▶ **EXERCISE DETAILS**: Return all of the lines below exactly as they are.

(Dataset items)

________________________

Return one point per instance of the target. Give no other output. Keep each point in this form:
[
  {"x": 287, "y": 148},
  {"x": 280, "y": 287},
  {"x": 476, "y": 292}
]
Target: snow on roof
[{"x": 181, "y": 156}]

________________________

▶ **TASK SOLUTION**:
Return one point per instance of the target. Give no other output. Keep each point in this form:
[
  {"x": 287, "y": 148},
  {"x": 280, "y": 287},
  {"x": 476, "y": 292}
]
Target: snow on roof
[{"x": 181, "y": 156}]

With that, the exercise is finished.